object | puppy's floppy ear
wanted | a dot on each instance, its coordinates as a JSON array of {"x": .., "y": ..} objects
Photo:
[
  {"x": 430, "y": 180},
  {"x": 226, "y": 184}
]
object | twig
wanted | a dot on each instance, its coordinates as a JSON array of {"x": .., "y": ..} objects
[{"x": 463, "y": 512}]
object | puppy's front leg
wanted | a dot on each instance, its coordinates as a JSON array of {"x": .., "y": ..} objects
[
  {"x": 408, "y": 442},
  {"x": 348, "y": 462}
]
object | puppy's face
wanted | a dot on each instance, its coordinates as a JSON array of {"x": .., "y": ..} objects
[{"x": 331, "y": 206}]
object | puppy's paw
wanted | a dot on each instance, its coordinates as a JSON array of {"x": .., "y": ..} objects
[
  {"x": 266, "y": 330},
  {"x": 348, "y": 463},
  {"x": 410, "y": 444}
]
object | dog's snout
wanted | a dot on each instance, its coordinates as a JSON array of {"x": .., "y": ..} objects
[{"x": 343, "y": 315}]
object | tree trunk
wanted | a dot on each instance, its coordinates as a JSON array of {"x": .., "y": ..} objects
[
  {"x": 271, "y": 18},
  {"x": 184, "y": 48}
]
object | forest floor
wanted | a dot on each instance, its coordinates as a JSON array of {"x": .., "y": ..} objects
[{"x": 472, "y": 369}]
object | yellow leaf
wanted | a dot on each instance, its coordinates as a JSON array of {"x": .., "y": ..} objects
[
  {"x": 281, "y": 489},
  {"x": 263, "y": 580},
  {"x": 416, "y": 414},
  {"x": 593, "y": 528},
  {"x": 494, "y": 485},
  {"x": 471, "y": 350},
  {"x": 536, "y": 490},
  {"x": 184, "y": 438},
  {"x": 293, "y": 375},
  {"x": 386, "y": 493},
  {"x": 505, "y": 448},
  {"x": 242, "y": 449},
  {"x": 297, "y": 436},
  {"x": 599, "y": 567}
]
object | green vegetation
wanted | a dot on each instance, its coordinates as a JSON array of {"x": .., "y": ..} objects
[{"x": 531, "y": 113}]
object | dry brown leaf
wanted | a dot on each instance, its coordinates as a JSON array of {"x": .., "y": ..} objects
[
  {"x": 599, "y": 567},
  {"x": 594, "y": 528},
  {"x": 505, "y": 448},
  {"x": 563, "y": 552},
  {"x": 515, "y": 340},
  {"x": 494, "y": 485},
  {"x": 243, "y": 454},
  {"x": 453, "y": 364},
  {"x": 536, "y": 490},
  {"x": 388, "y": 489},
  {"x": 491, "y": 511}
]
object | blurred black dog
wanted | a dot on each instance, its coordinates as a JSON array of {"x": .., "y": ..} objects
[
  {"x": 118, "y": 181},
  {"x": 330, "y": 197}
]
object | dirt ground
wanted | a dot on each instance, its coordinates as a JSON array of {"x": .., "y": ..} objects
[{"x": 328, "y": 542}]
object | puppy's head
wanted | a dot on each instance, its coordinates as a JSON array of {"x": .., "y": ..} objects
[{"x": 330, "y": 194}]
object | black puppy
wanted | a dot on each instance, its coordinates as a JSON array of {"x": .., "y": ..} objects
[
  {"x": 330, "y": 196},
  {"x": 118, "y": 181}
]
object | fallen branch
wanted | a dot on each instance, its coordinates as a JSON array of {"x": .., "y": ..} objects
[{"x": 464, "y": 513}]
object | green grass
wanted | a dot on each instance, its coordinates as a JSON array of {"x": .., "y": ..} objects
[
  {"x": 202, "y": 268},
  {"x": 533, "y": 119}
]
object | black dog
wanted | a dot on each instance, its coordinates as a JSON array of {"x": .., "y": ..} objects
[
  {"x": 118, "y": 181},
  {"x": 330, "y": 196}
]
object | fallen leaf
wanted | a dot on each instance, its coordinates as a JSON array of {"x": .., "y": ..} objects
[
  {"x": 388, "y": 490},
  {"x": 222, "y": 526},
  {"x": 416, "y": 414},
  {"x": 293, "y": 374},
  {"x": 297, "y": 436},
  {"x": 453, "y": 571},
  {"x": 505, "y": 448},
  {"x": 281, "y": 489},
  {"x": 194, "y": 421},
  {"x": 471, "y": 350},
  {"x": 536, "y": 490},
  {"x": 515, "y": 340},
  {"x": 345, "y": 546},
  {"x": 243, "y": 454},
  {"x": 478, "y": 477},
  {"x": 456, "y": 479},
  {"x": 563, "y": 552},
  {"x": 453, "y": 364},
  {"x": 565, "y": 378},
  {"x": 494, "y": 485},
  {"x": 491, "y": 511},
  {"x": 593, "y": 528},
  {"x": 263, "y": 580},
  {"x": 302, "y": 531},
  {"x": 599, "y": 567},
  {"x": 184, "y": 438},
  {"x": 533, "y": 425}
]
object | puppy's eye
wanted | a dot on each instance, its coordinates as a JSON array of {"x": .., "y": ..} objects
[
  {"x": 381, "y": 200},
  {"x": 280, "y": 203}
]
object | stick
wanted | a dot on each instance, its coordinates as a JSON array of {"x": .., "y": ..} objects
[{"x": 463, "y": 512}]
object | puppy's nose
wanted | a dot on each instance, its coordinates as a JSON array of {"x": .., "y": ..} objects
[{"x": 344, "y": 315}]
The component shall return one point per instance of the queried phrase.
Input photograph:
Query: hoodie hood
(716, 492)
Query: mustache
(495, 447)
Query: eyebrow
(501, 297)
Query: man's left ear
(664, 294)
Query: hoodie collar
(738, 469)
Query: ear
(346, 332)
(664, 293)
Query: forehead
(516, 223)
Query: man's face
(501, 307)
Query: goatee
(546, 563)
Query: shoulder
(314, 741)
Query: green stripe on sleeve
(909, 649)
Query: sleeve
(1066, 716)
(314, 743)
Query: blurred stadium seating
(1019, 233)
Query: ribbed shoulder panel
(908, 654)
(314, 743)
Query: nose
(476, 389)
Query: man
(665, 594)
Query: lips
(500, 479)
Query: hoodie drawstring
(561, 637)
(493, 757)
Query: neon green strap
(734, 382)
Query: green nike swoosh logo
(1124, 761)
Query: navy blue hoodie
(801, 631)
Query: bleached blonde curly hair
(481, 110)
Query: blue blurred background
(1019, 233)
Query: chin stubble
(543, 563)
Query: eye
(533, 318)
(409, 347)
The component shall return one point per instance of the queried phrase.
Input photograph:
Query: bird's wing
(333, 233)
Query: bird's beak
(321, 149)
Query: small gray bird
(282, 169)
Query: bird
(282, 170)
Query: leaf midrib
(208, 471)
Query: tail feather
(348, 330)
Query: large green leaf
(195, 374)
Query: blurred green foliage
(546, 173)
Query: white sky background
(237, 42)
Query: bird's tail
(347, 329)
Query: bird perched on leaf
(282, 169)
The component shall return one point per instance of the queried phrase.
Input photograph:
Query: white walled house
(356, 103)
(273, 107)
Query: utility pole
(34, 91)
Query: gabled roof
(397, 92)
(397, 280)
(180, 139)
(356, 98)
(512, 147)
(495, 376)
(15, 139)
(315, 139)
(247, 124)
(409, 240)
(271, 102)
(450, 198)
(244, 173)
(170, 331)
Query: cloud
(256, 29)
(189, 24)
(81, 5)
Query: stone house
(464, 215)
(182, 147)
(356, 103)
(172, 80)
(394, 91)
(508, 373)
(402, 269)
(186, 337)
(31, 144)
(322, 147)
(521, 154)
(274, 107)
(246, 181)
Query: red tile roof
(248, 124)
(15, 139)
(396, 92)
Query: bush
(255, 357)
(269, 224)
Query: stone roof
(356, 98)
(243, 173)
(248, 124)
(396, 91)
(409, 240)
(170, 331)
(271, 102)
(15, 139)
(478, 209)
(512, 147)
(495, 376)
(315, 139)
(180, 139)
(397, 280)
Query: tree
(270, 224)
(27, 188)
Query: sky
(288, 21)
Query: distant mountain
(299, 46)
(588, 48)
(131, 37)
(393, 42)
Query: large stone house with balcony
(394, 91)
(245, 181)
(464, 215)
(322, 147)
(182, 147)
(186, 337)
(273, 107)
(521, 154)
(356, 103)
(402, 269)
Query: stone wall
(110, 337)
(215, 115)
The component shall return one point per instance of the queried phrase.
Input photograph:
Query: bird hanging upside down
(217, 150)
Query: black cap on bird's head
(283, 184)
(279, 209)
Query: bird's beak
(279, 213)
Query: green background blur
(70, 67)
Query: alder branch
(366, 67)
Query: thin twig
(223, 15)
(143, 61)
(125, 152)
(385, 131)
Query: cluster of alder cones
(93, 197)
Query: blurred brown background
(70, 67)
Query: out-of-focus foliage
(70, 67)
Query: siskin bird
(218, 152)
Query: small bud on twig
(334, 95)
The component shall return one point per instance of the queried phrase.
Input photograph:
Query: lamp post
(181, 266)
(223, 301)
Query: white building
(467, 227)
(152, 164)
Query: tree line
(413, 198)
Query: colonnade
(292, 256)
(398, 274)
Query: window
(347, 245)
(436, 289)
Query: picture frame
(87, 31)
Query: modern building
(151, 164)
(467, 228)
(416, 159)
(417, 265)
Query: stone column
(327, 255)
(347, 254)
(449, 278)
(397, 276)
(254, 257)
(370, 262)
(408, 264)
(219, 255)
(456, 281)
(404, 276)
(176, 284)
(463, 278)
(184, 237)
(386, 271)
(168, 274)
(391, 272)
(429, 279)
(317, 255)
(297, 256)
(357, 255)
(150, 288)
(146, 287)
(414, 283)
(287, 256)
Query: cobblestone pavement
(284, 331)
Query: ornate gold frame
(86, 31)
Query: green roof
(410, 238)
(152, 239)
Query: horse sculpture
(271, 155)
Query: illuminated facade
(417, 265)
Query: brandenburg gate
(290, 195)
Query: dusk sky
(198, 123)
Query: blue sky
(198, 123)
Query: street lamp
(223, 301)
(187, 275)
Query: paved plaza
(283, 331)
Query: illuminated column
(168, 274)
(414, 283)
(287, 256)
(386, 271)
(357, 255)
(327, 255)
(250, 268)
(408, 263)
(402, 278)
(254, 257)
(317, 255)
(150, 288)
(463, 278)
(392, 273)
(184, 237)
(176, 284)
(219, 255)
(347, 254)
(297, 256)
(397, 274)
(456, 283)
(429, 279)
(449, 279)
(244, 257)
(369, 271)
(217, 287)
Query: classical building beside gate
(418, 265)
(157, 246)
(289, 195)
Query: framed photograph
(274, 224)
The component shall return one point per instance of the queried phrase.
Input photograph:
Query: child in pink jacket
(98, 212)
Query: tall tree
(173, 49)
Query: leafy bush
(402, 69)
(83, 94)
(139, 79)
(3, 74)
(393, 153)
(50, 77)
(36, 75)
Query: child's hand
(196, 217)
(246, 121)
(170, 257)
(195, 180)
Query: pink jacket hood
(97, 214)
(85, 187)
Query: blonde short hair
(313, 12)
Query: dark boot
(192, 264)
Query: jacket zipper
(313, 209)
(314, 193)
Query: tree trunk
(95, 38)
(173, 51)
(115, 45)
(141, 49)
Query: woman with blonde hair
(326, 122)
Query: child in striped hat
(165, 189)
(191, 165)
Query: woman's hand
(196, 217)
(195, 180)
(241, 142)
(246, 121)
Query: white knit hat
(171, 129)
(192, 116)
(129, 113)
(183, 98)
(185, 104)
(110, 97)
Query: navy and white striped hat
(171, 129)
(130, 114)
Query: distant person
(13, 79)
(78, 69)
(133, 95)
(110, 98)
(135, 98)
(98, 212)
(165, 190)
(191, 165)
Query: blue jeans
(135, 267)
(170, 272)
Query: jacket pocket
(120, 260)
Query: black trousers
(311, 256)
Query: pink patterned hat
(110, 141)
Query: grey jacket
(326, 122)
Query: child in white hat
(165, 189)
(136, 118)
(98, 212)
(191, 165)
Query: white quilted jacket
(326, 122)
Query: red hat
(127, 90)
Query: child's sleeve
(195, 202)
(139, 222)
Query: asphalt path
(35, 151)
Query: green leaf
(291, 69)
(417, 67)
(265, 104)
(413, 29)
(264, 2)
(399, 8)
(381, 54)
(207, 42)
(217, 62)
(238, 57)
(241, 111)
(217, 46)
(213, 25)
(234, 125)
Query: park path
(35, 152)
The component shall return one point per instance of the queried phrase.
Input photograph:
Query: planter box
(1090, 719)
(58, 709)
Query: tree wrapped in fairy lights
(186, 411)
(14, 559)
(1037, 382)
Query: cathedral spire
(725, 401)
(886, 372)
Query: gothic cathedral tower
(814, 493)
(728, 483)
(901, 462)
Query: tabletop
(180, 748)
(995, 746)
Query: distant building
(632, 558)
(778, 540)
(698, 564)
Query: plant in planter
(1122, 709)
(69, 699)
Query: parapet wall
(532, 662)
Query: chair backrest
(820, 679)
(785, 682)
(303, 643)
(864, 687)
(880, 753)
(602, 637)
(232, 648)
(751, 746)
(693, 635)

------------------------------

- _Task statement_
Turn the lines from the one containing "Query: woman's hand" through the very last line into a Markdown table with a "No." column for the row number and a "Text" column for the line, skipping any blank lines.

- _Expected output_
| No. | Text |
|---|---|
| 1 | Query: woman's hand |
| 2 | (196, 217) |
| 3 | (195, 180) |
| 4 | (241, 142) |
| 5 | (246, 121) |
| 6 | Query: white knit hat |
| 7 | (171, 129) |
| 8 | (192, 116) |
| 9 | (129, 113) |
| 10 | (183, 98) |
| 11 | (185, 104) |
| 12 | (110, 97) |
| 13 | Query: navy and white striped hat |
| 14 | (171, 129) |
| 15 | (130, 114) |
| 16 | Query: distant person |
| 17 | (13, 79) |
| 18 | (78, 69) |
| 19 | (133, 95) |
| 20 | (110, 98) |
| 21 | (135, 98) |
| 22 | (98, 212) |
| 23 | (165, 190) |
| 24 | (191, 165) |
| 25 | Query: blue jeans |
| 26 | (135, 267) |
| 27 | (170, 272) |
| 28 | Query: jacket pocket |
| 29 | (120, 260) |
| 30 | Query: black trousers |
| 31 | (311, 256) |
| 32 | Query: pink patterned hat |
| 33 | (110, 141) |
| 34 | Query: grey jacket |
| 35 | (326, 122) |
| 36 | Query: child in white hat |
| 37 | (165, 189) |
| 38 | (136, 118) |
| 39 | (98, 212) |
| 40 | (191, 165) |
| 41 | Query: white quilted jacket |
| 42 | (326, 122) |
| 43 | Query: red hat |
| 44 | (127, 90) |
| 45 | Query: child's sleeve |
| 46 | (195, 202) |
| 47 | (139, 222) |
| 48 | Query: asphalt path |
| 49 | (35, 151) |
| 50 | Query: green leaf |
| 51 | (291, 69) |
| 52 | (417, 67) |
| 53 | (265, 104) |
| 54 | (413, 29) |
| 55 | (264, 2) |
| 56 | (399, 8) |
| 57 | (381, 54) |
| 58 | (207, 42) |
| 59 | (217, 62) |
| 60 | (238, 57) |
| 61 | (241, 111) |
| 62 | (217, 46) |
| 63 | (213, 25) |
| 64 | (234, 125) |
| 65 | Query: park path |
| 66 | (35, 152) |
| 67 | The component shall return one point per instance of the queried phrase. |
| 68 | Input photograph: |
| 69 | Query: planter box |
| 70 | (1090, 719) |
| 71 | (58, 709) |
| 72 | Query: tree wrapped in fairy lights |
| 73 | (186, 411) |
| 74 | (14, 559) |
| 75 | (1037, 382) |
| 76 | Query: cathedral spire |
| 77 | (725, 401) |
| 78 | (886, 372) |
| 79 | Query: gothic cathedral tower |
| 80 | (814, 493) |
| 81 | (728, 483) |
| 82 | (901, 462) |
| 83 | Query: tabletop |
| 84 | (180, 748) |
| 85 | (995, 746) |
| 86 | Query: distant building |
| 87 | (632, 558) |
| 88 | (778, 540) |
| 89 | (698, 564) |
| 90 | Query: plant in planter |
| 91 | (1122, 709) |
| 92 | (69, 699) |
| 93 | Query: parapet wall |
| 94 | (532, 662) |
| 95 | Query: chair backrest |
| 96 | (820, 679) |
| 97 | (785, 682) |
| 98 | (303, 643) |
| 99 | (864, 687) |
| 100 | (880, 753) |
| 101 | (602, 637) |
| 102 | (232, 648) |
| 103 | (751, 746) |
| 104 | (693, 635) |